▶ [TEXT PROVIDED]
Unfortunately, as mentioned before, some well-meaning trainers believe this means withholding information that will likely save your relationship with your dog, if not your dog’s place as a pet in your home.
A good trainer will teach you how to turn a choke chain into a training collar, a shock collar into a remote training collar, or a “spiked” collar [NB: not referring to “pit bull” or LGD wolf collars here] into a pronged training collar, and change frustrated, emotional punishment into either a calm correction that helps the dog regroup and refocus. A good trainer does not always need to use food to reward the dog, but always has the option of doing so if necessary. A good trainer will teach you how to use rewards and aversives (remember, they need not always be collar corrections!) in a way that benefits the dog, rather than falsely benefiting you with tasks that feel good and sound good, but have little practical use in real-world training.
A good trainer never walks around with their “finger on the trigger,” so to speak, waiting for a dog to make a mistake so they can rain all kinds of aversives down on it.
But for many members of the general dog-owning public, they are absolutely itching to learn how to use “punishment” (to use the traditional behaviorism term) correctly. All we need to do is show them how, rather than admonish them to abandon the idea or worse, ignore their silent pleas and allow them to become frustrated enough to attempt to correct their dog in a way that is useless, counter-productive or downright abusive.

▶ [MATERIAL]
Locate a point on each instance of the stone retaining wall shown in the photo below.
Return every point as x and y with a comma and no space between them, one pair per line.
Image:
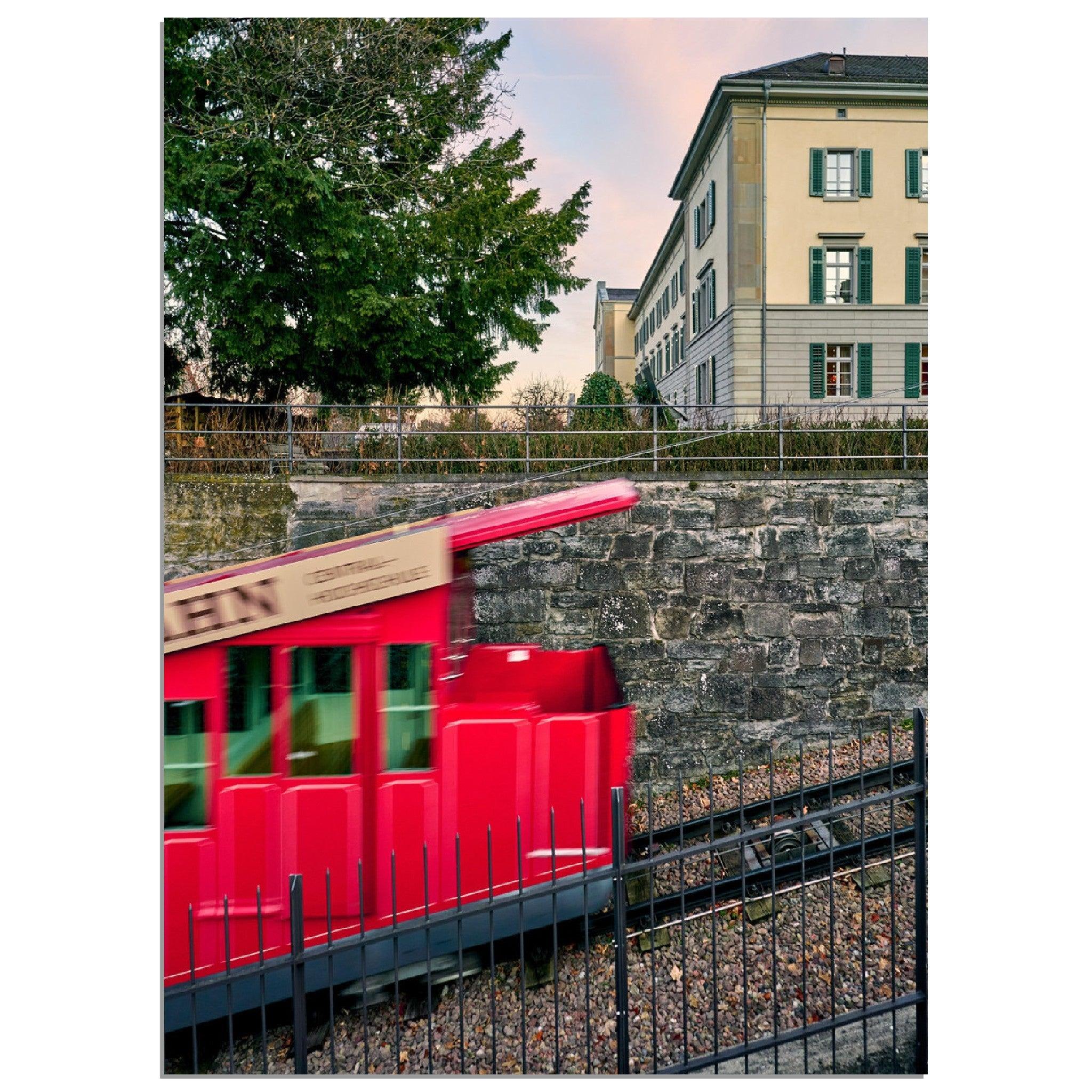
736,611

▶ [EXERCISE INSTRUCTIONS]
• a. Check these statements against the dog-training text: (i) A good trainer always uses food to reward the dog. (ii) Aversives do not always have to be collar corrections. (iii) A good trainer waits for a dog to make a mistake so aversives can be applied. For each, answer yes or no and quote the words of the text that decide it.
• b. According to the dog-training text, why should trainers show owners how to use punishment correctly instead of telling them to give up the idea?
• c. Set down the passage of the dog-training text that begins at the words "But for many" and ends after "or downright abusive.".

▶ [TASK-BY-TASK RESULTS]
• a.
(i) No: "A good trainer does not always need to use food to reward the dog, but always has the option of doing so if necessary."
(ii) Yes: "remember, they need not always be collar corrections!"
(iii) No: "A good trainer never walks around with their “finger on the trigger,” so to speak, waiting for a dog to make a mistake so they can rain all kinds of aversives down on it."

• b. Many owners are eager to learn how to use punishment correctly. If trainers admonish them or ignore their requests, those owners may become frustrated enough to correct their dog in a way that is useless, counter-productive, or downright abusive.

• c.
But for many members of the general dog-owning public, they are absolutely itching to learn how to use “punishment” (to use the traditional behaviorism term) correctly. All we need to do is show them how, rather than admonish them to abandon the idea or worse, ignore their silent pleas and allow them to become frustrated enough to attempt to correct their dog in a way that is useless, counter-productive or downright abusive.